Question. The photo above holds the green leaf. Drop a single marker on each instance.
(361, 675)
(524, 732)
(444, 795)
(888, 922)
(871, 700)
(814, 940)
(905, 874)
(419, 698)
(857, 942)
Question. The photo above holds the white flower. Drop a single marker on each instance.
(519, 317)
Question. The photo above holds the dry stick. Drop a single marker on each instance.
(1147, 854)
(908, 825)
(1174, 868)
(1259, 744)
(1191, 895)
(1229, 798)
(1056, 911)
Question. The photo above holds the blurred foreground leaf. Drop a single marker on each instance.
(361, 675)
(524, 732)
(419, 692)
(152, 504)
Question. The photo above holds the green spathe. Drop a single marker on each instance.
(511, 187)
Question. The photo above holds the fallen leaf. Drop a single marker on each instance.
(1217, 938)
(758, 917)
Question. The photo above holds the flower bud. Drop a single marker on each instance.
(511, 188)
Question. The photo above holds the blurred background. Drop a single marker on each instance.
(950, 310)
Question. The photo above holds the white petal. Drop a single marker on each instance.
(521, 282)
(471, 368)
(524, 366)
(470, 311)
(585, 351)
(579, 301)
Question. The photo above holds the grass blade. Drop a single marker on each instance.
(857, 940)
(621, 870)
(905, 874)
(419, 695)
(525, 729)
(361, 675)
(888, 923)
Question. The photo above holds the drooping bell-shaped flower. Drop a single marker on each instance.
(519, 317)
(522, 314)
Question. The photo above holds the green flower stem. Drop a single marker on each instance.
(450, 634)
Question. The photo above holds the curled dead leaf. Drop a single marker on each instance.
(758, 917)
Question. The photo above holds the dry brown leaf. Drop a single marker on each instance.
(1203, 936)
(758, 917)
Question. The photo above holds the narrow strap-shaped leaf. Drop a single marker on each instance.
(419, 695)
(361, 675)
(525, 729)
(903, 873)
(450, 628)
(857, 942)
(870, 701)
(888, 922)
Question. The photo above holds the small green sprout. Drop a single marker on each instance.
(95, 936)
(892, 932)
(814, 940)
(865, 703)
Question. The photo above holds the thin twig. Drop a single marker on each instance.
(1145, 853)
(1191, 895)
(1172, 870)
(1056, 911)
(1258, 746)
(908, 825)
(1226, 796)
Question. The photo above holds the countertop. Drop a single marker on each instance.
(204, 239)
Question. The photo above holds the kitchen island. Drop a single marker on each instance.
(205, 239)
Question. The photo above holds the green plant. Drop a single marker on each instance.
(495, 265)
◆ ◆ ◆ ◆
* AIM OF THE EXERCISE *
Print exactly the lines from the one with "Question. The photo above holds the drooping" through the end of the data, inclusive.

* FULL OUTPUT *
Question. The photo above holds the drooping bell-shaped flower. Drop a single marker on each instance.
(519, 317)
(522, 314)
Question. The photo above holds the green flower stem. Drop a single marker on each instance.
(450, 634)
Question. The photo above holds the curled dead leaf. Drop a single marker on each instance.
(758, 917)
Question. The photo above holds the dry brown leaf. Drop a single marker on each instance.
(1203, 936)
(758, 917)
Question. The photo above holds the narrow strap-shaped leaf. Drop a single marker on each instance.
(419, 695)
(361, 675)
(525, 729)
(903, 873)
(450, 628)
(857, 942)
(870, 701)
(888, 922)
Question. The photo above holds the small green sprout. Drop a single marker on each instance.
(95, 936)
(892, 932)
(814, 940)
(865, 703)
Question. The photo above holds the thin twig. Drop a single marker on each instance.
(1145, 853)
(1191, 895)
(1172, 870)
(1056, 911)
(1258, 746)
(908, 825)
(1226, 796)
Question. The photo above holds the countertop. Drop a single marker on each instance.
(204, 239)
Question. The photo above holds the kitchen island. Drop a single marker on each instance.
(205, 239)
Question. The photo above holds the green plant. Drop a single marker on each instance.
(495, 265)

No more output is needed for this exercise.